*Directions for this task*: For each line in the data below that has the word "rusty", copy that line.

*Given data*:
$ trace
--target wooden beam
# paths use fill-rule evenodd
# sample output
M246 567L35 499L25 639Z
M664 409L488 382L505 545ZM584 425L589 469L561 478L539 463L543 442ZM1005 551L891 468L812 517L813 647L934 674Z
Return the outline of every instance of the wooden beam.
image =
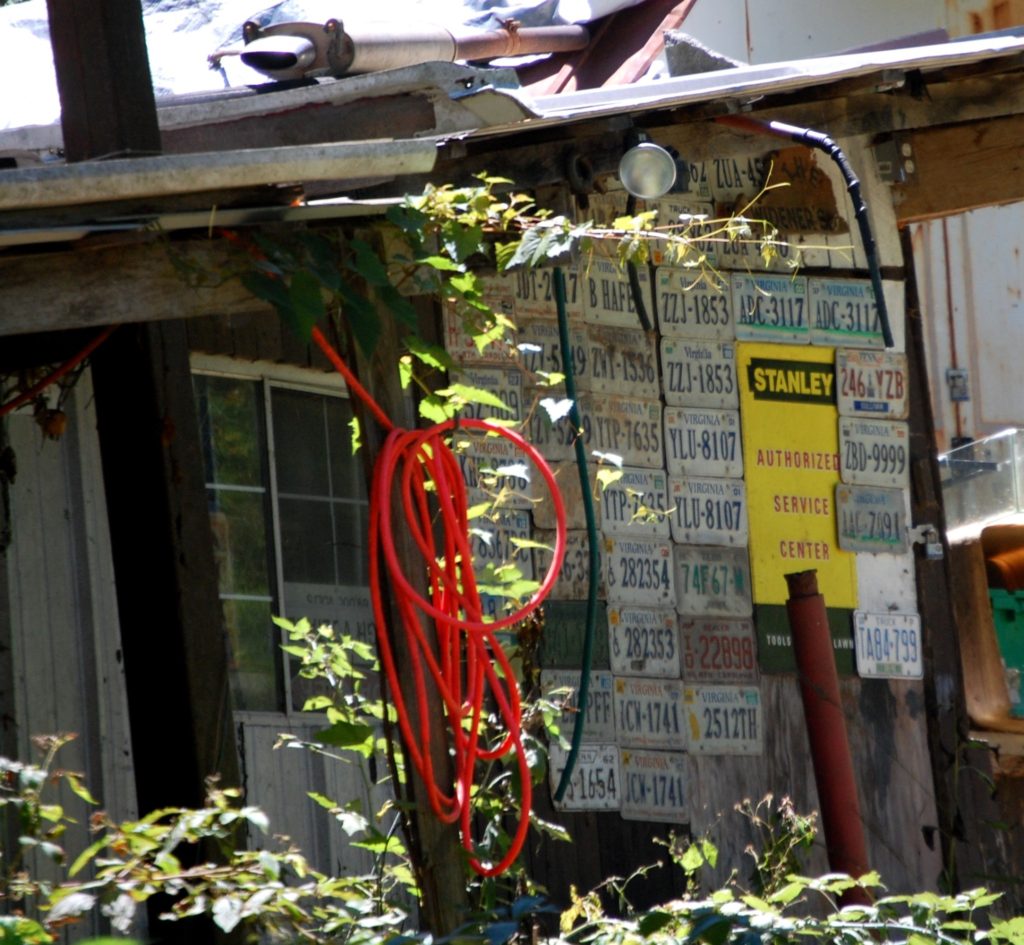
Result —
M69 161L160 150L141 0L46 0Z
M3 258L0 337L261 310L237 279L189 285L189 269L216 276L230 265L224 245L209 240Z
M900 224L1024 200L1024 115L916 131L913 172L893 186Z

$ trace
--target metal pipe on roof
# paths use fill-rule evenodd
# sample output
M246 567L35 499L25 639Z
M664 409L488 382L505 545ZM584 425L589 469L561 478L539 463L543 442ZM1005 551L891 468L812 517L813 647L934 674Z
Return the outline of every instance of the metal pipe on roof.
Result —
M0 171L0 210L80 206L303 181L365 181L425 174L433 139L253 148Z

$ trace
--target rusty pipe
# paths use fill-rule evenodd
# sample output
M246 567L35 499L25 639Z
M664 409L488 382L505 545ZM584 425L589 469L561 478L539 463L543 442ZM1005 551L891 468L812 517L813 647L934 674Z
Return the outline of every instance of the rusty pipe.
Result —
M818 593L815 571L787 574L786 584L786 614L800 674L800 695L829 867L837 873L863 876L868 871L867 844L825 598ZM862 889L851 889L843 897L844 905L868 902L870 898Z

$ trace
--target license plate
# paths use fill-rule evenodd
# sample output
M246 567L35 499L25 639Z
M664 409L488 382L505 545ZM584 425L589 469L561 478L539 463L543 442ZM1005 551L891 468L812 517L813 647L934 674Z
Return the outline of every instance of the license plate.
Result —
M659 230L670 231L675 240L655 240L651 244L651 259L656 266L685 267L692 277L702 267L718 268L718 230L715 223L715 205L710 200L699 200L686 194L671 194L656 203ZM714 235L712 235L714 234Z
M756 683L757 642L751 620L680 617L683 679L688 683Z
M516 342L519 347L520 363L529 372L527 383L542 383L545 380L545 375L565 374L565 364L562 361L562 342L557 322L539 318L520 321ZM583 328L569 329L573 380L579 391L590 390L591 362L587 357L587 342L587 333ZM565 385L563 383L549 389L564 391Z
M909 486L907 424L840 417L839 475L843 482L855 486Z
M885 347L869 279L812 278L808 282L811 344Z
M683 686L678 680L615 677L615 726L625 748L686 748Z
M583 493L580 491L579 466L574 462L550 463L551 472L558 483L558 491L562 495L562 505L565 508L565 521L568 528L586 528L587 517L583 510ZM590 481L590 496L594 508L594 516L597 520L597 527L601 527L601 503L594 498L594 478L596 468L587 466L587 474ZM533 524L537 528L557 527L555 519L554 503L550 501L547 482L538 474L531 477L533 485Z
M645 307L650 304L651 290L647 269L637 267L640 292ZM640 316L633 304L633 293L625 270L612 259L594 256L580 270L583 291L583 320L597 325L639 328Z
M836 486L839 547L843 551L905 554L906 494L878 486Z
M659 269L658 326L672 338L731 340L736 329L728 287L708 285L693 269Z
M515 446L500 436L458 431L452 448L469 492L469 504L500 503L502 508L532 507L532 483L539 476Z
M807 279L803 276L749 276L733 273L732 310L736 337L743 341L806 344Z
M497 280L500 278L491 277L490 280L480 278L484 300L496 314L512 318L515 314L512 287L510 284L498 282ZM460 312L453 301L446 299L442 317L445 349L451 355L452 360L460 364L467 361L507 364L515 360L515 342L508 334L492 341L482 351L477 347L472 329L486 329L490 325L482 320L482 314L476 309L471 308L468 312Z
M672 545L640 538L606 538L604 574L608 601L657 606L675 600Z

*Result of the task*:
--target rusty pipe
Return the outline of every instance of the rusty pipe.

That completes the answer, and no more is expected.